++++ Source extract

Chicago Critic's Choice Dining Awards: A Salute To The Chefs Who Made 2016 So Special

Posted: Apr 04, 2017



You guys had your fun. Now it's our turn.

For the past few weeks, you've voted to select the Readers' Choice Dining Awards, which we're announcing today. At the same time, we're announcing the critic's picks: 13 winners in nine categories for outstanding work in 2016.

VOTES ARE IN: See who won the Readers' Choice division of our Dining Awards.
This year's honorees represent innovation and continuity, occasionally at the same time. We have a young couple with a fledgling restaurant, and a chef whose career can be measured in decades. We applaud one chef's triumphant return from self-imposed exile, and two chefs who left town as supporting players and came back as stars. We salute two chefs of restaurants that focused on open flames, and one restaurant owner who succeeded despite them.

Together, they helped make 2016 an exceptional year in dining. Congratulations, all, and thanks for feeding us so extraordinarily well.

CHEF OF THE YEAR
Noah Sandoval, Oriole

2016 was a remarkable year for new restaurants in Chicago, and yet Noah Sandoval's Oriole, a hidden charmer with a check-that-map-again location, stood out, and most of the credit belongs to chef/owner Sandoval himself. Loosening the reins ever so slightly on the gluten-free restrictions he imposed on his food at Senza (which earned a Michelin star in its short life), Sandoval created masterful, 15-plus course menus that offered boundless color, complexity and creativity. He'd dazzle you with oysters in jamon iberico consomme, and inject textural surprise into sea urchin nigiri. He replaced and re-formatted dishes so frequently that one could dine twice in the same month and experience substantially different menus. Now that it's spring, can we hope for the return of last year's lardo-wrapped langoustine with white asparagus? We'll see.

++++++++

Summarize the dining awards article above in two sentences.

++++ Extracted information

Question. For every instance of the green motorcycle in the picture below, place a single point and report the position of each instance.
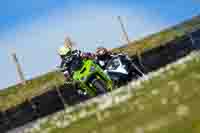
(92, 79)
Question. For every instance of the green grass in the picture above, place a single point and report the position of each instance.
(15, 95)
(168, 103)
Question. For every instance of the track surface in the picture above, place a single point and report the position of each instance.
(180, 49)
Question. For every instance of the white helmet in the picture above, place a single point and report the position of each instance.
(63, 50)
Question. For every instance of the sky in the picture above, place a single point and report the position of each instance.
(34, 29)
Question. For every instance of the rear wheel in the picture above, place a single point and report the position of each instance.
(100, 86)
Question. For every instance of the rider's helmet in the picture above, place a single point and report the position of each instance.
(64, 51)
(101, 51)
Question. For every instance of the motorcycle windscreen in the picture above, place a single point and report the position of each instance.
(113, 64)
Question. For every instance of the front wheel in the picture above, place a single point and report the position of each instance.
(100, 86)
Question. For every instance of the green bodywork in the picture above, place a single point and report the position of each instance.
(90, 70)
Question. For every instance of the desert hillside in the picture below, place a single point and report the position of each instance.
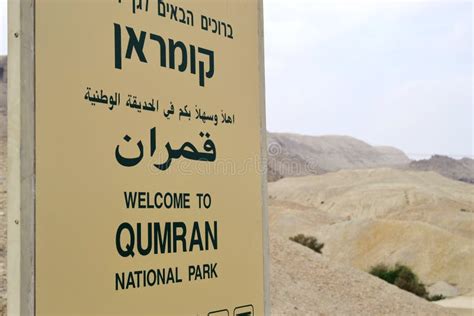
(306, 283)
(372, 216)
(292, 155)
(458, 169)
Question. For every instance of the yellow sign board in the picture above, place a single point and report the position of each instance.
(149, 177)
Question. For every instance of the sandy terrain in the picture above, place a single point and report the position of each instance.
(291, 155)
(366, 217)
(306, 283)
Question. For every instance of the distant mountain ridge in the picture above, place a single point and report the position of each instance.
(291, 155)
(460, 169)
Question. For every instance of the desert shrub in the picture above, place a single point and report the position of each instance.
(308, 241)
(401, 276)
(436, 297)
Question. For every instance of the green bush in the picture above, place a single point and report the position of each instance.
(436, 297)
(401, 276)
(308, 241)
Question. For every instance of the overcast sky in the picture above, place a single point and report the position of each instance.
(389, 73)
(393, 73)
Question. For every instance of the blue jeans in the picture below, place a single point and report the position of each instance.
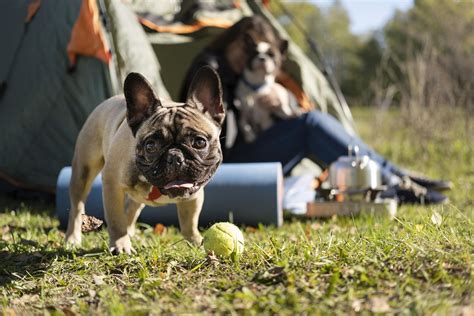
(314, 135)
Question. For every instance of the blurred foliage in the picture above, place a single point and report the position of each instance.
(430, 47)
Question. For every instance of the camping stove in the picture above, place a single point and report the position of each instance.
(330, 202)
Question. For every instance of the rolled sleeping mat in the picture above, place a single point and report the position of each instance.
(246, 193)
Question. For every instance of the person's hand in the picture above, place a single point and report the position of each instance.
(269, 101)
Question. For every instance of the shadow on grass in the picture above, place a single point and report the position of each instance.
(18, 265)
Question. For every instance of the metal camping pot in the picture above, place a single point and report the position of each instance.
(354, 172)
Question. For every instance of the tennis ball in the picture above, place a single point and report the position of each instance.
(225, 240)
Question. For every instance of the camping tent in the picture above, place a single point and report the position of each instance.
(62, 58)
(56, 64)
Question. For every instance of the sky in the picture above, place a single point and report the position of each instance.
(368, 15)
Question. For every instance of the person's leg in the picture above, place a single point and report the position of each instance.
(323, 139)
(315, 135)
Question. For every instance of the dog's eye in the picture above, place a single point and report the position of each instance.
(199, 142)
(151, 146)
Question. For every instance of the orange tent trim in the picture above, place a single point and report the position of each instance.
(87, 38)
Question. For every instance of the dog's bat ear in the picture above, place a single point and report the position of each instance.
(141, 100)
(206, 93)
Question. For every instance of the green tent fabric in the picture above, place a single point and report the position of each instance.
(43, 105)
(171, 48)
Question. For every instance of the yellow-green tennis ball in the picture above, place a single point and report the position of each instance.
(225, 240)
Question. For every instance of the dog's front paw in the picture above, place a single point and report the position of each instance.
(73, 239)
(122, 245)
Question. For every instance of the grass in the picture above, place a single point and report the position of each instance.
(370, 264)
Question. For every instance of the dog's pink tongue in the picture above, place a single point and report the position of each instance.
(178, 184)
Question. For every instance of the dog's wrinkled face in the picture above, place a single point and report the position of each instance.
(264, 58)
(178, 148)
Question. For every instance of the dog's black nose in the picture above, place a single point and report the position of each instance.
(175, 157)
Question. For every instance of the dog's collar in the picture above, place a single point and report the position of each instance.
(254, 87)
(154, 194)
(171, 104)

++++++++

_Response to the task_
Alongside the Readers' Choice Dining Awards, the critic's picks name 13 winners in nine categories for outstanding work in 2016. Chef of the Year goes to Noah Sandoval of Oriole, whose 15-plus course menus, full of color, complexity and creativity and changed so often that two visits in one month could differ substantially, made his restaurant stand out in a remarkable year for new restaurants in Chicago.